### What is needed
Look through the data below and say how many of its lines contain "plate", adding nothing else.

### Data under study

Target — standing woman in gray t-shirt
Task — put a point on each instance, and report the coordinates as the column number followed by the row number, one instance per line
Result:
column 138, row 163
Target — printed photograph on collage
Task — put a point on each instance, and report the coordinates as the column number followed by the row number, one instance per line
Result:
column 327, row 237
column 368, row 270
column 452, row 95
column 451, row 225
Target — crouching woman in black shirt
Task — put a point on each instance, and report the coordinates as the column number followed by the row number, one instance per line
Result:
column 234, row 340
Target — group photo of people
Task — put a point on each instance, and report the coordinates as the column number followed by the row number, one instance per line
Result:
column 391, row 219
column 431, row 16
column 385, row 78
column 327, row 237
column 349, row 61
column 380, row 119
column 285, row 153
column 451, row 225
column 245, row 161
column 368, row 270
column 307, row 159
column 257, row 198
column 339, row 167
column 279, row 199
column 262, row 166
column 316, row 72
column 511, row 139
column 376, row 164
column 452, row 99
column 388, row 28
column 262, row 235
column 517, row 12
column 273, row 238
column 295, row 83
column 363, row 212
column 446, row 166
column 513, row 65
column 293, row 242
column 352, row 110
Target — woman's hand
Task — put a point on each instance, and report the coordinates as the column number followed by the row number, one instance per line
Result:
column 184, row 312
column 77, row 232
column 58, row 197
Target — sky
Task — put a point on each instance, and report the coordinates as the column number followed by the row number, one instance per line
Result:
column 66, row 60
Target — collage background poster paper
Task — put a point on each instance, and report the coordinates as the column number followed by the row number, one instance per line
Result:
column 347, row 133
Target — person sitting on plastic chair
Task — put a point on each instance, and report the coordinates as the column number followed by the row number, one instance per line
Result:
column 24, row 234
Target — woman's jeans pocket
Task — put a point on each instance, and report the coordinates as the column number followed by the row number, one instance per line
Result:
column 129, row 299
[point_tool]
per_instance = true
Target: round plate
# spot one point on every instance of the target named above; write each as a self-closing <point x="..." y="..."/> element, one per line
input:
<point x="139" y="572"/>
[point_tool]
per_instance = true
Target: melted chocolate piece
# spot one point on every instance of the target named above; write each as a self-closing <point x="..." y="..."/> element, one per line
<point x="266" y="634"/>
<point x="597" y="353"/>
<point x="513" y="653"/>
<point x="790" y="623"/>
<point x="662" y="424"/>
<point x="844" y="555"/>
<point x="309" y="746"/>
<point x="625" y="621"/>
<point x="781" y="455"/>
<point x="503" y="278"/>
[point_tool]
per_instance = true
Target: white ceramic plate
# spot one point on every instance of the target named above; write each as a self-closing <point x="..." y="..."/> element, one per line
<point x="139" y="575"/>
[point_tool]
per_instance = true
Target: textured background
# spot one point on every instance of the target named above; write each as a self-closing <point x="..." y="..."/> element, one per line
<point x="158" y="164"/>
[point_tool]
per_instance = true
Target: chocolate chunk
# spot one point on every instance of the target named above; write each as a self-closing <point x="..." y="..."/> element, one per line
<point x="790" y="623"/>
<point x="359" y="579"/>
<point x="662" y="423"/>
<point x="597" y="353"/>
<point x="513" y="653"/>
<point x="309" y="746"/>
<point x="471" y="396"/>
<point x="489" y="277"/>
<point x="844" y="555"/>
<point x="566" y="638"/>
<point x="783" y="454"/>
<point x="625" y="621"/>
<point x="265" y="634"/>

### Result of the task
2